§ **EXTRAIT DU TEXTE**
>>

Il faudrait trouver un obscur jeu de mot en anglais, ça ferait un bon titre de critique

Qui est-elle, au juste ?

Dans cette chambre du bout du monde, le miroir lui renvoie une image d’elle-même incongrue. Celle d’une masse de chair ferme, aux cheveux de jais, aux yeux trop clairs, difforme par ses excroissances que les hommes semblent tant apprécier chez elles : ses seins, ses hanches, ses fesses.
Elle lève une jambe, la repose, et soulève l’autre, la repose, dans un balancement hypnotique. Dans le miroir, son reflet fait de même.
Ses yeux verts l’observent fixement. Elle tente de comprendre la fascination que ce corps exerce, ce corps qui fait que certains osent monter avec elle dans la camionnette, la suivre dans ces taudis impossibles, et se déshabiller avec elle, le sexe droit, l’œil rivé sur elle.
La fille du miroir tord l’échine et suit ses vertèbres du bout des doigts.

<<

§ **DONNÉES FOURNIES**
>>

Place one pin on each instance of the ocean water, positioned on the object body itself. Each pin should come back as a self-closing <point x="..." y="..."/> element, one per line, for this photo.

<<

§ **VOS CONSIGNES**
(1) Dans l'extrait sur la femme devant le miroir, relevez toutes les parties du corps que les hommes semblent tant apprécier.
(2) Répondez à ces questions d'après l'extrait sur la femme devant le miroir.
(a) De quelle couleur sont ses yeux ?
(b) À quoi ses cheveux sont-ils comparés ?
(c) Que suit du bout des doigts la fille du miroir ?
(3) Poursuivez l'extrait sur la femme face au miroir à partir de sa dernière phrase.
Les données n'ont aucun rapport avec l'extrait.

§ **RÉPONSES DANS L'ORDRE**
(1) Ses seins, ses hanches, ses fesses.

(2)
(a) Ils sont verts.
(b) Au jais.
(c) Ses vertèbres.

(3)
La souplesse de son dos l’étonne. Ce corps semble si fragile. Elle se demande pourquoi les motards ont bien pu le choisir. Et puis ses yeux se posent de nouveau sur ses seins, et elle se rappelle la faiblesse charnelle de l’espèce à laquelle elle devrait appartenir.

Ils se ressemblent tant. Le bébé, sur la plage, est aussi effrayé et seul que l’homme qui coule et ne peut crier. Cet homme difforme et rejeté, c’est aussi l’homme dans la chambre d’à côté, qu’elle n’ose toucher, à qui elle n’ose parler.
Car les motards sont là, elle le sait. Quelque part dehors, ils attendent.

Elle l’aime bien, cet Ecossais. Il lui a prêté sa veste.
Pourtant, elle ne devrait pas avoir froid. Depuis quelques temps, elle commence à ressentir les sensations.
Ou elle le veut assez pour le croire. Elle a bien pensé avoir faim, hier, mais… Mais elle est si différente de ce monde.
« Elle »… elle pourrait tout aussi être « il » d’ailleurs. Seuls ses organes génitaux seraient autres… L’être noir qu’elle est au fond, lui, ne changerait pas.
Elle est bien plus forte que ce qu’ils pensent tous. Elle pourra tout surmonter, même ce qu’elle est.

Car finalement, elle ne craint que le feu.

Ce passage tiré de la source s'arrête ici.